====== DATA EXTRACT ======

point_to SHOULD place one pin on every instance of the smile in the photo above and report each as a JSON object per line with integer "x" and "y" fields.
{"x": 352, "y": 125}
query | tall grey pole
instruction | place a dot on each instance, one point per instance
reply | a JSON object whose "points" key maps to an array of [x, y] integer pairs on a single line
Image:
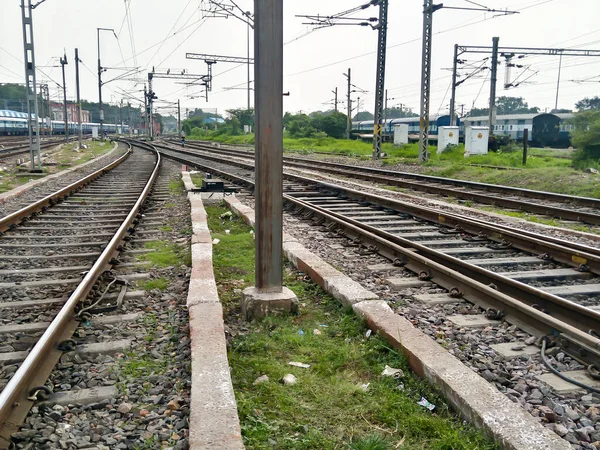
{"points": [[428, 10], [380, 79], [63, 63], [178, 118], [453, 96], [100, 90], [268, 102], [494, 77], [349, 103], [248, 54], [335, 99], [558, 82], [78, 97], [31, 84]]}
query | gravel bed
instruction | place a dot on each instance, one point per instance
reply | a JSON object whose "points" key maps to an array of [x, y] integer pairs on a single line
{"points": [[153, 377], [574, 416], [53, 185], [417, 199]]}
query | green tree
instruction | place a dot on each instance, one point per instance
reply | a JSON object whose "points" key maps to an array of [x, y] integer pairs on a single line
{"points": [[586, 135], [363, 115], [588, 103], [333, 125], [243, 116]]}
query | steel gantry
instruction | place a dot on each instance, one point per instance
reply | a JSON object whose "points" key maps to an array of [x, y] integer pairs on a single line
{"points": [[150, 95], [380, 79], [508, 53], [30, 81]]}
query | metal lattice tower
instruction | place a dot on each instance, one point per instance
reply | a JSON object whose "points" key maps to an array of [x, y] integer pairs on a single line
{"points": [[380, 79], [32, 100], [428, 9]]}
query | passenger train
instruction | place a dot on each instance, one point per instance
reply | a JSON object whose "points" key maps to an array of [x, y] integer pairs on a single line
{"points": [[13, 123], [544, 129]]}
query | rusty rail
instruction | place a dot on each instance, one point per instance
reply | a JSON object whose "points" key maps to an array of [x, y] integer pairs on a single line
{"points": [[20, 393]]}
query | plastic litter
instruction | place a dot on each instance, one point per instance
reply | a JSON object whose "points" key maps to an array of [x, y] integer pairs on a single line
{"points": [[391, 372], [423, 402], [297, 364]]}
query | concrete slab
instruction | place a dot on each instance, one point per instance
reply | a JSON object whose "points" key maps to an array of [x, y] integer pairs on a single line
{"points": [[382, 267], [214, 421], [476, 399], [401, 283], [514, 349], [473, 321], [436, 299], [258, 305], [83, 396], [561, 386]]}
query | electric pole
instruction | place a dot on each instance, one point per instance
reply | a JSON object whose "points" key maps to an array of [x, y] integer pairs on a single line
{"points": [[453, 95], [63, 63], [178, 118], [31, 85], [78, 96], [380, 78], [335, 99], [494, 76], [349, 103]]}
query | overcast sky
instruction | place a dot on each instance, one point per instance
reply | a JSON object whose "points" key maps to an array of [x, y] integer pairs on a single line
{"points": [[163, 31]]}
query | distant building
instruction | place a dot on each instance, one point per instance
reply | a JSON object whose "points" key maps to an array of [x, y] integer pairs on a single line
{"points": [[57, 112]]}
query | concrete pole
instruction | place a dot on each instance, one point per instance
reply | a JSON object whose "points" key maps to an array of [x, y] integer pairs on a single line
{"points": [[63, 63], [100, 89], [268, 101], [78, 96], [349, 103], [453, 96], [494, 77]]}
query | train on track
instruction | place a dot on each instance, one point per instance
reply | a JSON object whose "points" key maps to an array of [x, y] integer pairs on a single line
{"points": [[544, 129], [14, 123]]}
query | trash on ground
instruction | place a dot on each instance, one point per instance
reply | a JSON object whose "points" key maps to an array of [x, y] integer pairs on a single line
{"points": [[391, 372], [297, 364], [426, 404], [289, 379], [260, 380]]}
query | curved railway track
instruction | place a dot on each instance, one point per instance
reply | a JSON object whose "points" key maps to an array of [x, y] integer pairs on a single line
{"points": [[565, 207], [546, 286], [52, 253]]}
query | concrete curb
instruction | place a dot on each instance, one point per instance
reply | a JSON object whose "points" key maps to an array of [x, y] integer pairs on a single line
{"points": [[469, 394], [214, 421], [20, 190]]}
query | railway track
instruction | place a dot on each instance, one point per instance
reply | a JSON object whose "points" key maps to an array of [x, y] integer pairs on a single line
{"points": [[565, 207], [546, 286], [52, 254]]}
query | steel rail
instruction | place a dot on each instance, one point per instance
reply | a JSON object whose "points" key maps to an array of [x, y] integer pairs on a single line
{"points": [[17, 397], [501, 189], [16, 217], [540, 314]]}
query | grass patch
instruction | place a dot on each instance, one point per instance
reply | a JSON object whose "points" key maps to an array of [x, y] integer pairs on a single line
{"points": [[157, 283], [166, 254], [328, 408]]}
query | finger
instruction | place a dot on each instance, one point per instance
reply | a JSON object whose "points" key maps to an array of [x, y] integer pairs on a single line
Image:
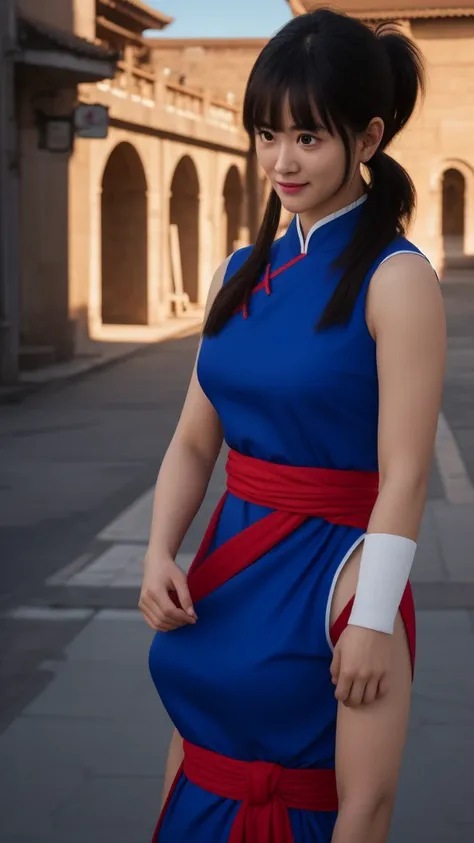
{"points": [[180, 583], [344, 686], [356, 695], [172, 612], [156, 617], [336, 665], [162, 603], [370, 693]]}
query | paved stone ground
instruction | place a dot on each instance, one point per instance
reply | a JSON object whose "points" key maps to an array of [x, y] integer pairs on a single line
{"points": [[82, 733]]}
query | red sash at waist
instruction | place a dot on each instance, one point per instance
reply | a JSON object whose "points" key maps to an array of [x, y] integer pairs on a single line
{"points": [[294, 494], [265, 791]]}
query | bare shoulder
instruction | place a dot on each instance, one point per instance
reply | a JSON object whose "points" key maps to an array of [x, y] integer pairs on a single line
{"points": [[404, 296]]}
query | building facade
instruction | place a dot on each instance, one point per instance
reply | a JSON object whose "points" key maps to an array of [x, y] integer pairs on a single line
{"points": [[437, 147], [111, 229], [99, 240]]}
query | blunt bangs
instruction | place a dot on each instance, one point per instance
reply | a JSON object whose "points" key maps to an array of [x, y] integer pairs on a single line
{"points": [[288, 74]]}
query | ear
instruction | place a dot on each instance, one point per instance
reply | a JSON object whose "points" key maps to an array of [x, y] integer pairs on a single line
{"points": [[371, 139]]}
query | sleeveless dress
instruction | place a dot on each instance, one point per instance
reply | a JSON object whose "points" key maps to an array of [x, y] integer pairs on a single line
{"points": [[251, 679]]}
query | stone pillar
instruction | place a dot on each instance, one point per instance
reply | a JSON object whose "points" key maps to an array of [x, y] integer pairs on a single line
{"points": [[9, 204]]}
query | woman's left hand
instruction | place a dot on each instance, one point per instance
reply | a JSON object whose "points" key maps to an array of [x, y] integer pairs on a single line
{"points": [[361, 665]]}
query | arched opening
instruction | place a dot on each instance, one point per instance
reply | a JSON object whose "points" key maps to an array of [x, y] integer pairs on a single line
{"points": [[184, 213], [454, 202], [233, 195], [124, 239]]}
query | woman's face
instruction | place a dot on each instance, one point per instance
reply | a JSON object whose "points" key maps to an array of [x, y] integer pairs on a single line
{"points": [[306, 168]]}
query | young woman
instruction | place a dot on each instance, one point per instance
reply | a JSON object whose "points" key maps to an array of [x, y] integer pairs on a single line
{"points": [[321, 366]]}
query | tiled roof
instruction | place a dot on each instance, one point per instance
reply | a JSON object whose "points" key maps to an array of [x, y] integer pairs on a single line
{"points": [[158, 18], [36, 35], [375, 9]]}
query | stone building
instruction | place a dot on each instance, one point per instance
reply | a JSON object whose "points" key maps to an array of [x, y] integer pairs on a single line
{"points": [[93, 246], [93, 239], [437, 148]]}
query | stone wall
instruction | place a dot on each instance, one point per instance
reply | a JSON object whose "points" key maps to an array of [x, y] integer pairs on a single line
{"points": [[222, 66]]}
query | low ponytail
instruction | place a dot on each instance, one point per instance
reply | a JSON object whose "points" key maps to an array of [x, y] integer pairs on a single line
{"points": [[391, 194], [238, 289]]}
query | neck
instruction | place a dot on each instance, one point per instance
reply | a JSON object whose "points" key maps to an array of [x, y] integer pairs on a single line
{"points": [[340, 200]]}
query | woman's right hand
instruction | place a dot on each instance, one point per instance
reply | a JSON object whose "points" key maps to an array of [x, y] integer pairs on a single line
{"points": [[160, 577]]}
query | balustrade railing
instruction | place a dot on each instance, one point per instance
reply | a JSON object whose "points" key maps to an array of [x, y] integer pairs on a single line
{"points": [[145, 86]]}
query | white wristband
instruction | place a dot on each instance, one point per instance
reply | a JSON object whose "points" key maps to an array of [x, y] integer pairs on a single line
{"points": [[385, 567]]}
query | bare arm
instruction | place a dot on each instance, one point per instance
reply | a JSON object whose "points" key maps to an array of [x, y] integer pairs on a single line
{"points": [[189, 461], [180, 488], [405, 314]]}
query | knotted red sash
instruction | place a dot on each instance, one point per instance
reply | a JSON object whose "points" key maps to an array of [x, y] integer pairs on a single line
{"points": [[266, 790]]}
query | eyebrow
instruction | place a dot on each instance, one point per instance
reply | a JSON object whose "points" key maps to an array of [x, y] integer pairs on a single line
{"points": [[293, 128]]}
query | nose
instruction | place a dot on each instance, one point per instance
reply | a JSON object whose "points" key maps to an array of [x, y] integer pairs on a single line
{"points": [[285, 162]]}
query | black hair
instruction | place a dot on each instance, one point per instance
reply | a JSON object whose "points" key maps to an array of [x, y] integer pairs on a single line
{"points": [[340, 70]]}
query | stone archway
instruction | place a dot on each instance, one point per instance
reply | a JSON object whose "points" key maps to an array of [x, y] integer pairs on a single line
{"points": [[453, 214], [233, 196], [124, 239], [184, 213]]}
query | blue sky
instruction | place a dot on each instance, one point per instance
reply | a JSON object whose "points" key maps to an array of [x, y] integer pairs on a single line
{"points": [[223, 18]]}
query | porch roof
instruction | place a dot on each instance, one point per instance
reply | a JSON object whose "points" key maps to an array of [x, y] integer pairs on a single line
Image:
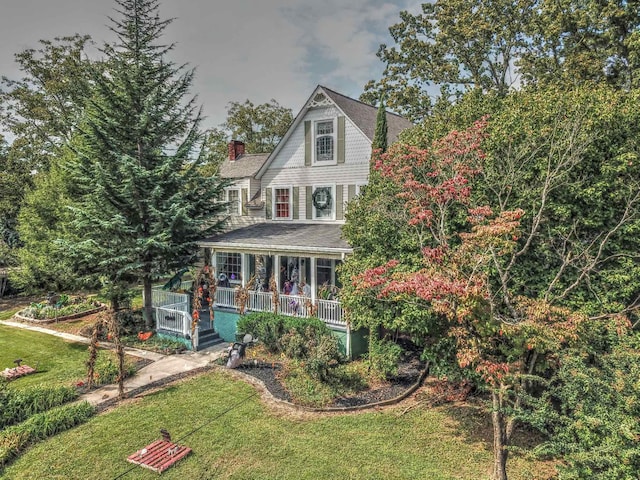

======

WORK TO COMPLETE:
In the records above, find the lines containing "track" and copy them.

YOUR SOLUTION:
query | train on track
query | curved railway track
query | railway track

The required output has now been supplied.